Coordinate annotation entries:
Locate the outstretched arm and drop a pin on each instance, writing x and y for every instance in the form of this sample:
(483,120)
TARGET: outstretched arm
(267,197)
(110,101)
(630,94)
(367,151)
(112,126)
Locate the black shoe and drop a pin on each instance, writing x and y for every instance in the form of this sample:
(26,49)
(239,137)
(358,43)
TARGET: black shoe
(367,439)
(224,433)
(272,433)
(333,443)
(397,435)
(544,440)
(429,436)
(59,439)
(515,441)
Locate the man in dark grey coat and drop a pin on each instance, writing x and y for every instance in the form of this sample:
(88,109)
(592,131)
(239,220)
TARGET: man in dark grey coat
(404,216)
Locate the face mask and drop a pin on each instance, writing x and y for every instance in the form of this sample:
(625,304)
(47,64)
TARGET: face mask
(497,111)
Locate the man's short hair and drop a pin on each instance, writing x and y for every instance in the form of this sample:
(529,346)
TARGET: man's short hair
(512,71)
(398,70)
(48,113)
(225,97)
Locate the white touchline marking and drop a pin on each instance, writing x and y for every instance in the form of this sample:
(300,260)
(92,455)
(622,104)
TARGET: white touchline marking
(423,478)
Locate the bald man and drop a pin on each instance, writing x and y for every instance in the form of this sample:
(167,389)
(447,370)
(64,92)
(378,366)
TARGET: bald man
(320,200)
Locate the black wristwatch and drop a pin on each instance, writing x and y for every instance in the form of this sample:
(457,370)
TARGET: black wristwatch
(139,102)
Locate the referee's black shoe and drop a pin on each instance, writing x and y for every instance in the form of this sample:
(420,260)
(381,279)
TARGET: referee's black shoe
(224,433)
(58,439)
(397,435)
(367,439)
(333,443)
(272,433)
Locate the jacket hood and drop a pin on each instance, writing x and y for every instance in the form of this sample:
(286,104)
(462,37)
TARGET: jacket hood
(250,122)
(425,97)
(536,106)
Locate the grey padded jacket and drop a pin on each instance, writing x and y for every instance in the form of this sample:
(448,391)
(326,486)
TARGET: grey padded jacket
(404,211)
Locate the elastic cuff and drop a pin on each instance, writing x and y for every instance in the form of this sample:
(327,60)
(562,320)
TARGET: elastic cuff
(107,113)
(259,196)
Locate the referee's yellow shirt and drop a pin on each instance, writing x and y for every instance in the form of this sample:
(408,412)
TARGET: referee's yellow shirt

*Exercise instructions:*
Write out all of the records above word for word, without changing anything.

*Output of the exercise:*
Locate the outstretched arm and drop a pin on each instance, writing x and y for every instance in the form of this sample:
(483,120)
TARGET: outstretched arm
(267,197)
(110,101)
(630,94)
(367,151)
(112,126)
Locate the black shoe and drop a pin on each instance, writing x and y for every instance in the form of this sample:
(26,49)
(239,137)
(358,43)
TARGET: black shoe
(367,439)
(224,433)
(272,433)
(333,443)
(397,435)
(544,440)
(429,436)
(59,439)
(515,441)
Locate the man in dark grey coat and drop a pin on each instance, writing x and y for every instance in the form of this sample:
(88,109)
(592,131)
(239,220)
TARGET: man in dark grey coat
(404,216)
Locate the face mask and drop a pin on each instance, writing x and y for every instance in the form of this sample:
(625,304)
(47,64)
TARGET: face mask
(497,111)
Locate the man's short hair and drop a pin on each instance, writing x and y for every instance in the form of this sample:
(529,346)
TARGET: man's short hair
(512,71)
(398,70)
(48,113)
(225,97)
Locate the white touchline marking and drop a pin on each instance, writing x and y for every instance in the form of this sample:
(300,260)
(92,455)
(622,104)
TARGET: white touchline marking
(423,478)
Locate the bald man and drop a pin on each instance, writing x and y for every instance in the form of this sample:
(167,389)
(447,370)
(64,92)
(378,366)
TARGET: bald man
(320,200)
Locate the black wristwatch and drop a pin on each instance, writing x and y for every instance in the form of this sample:
(457,370)
TARGET: black wristwatch
(139,102)
Locate the referee's black shoe and drop a pin on each instance, writing x and y for every instance in the form of this sample:
(420,260)
(381,279)
TARGET: referee's black shoe
(224,433)
(58,439)
(397,435)
(367,439)
(333,443)
(272,433)
Locate the jacket hood and drop a pin on each instance, writing x and y for every instance in the form of this sample:
(286,104)
(462,37)
TARGET: jacket hood
(250,122)
(425,97)
(536,106)
Locate the grey padded jacket and drop a pin on each instance, writing x and y for every instance in the form of this sample:
(448,391)
(326,486)
TARGET: grey padded jacket
(404,211)
Locate the elastic cuff and drop a pin on each instance, writing x and y for every instance in the form of this sample:
(327,60)
(562,320)
TARGET: elastic cuff
(107,113)
(259,196)
Locate the referee's yellow shirt and drop a pin on each instance, writing x and y for every instance in the form of this sample:
(408,412)
TARGET: referee's yellow shirt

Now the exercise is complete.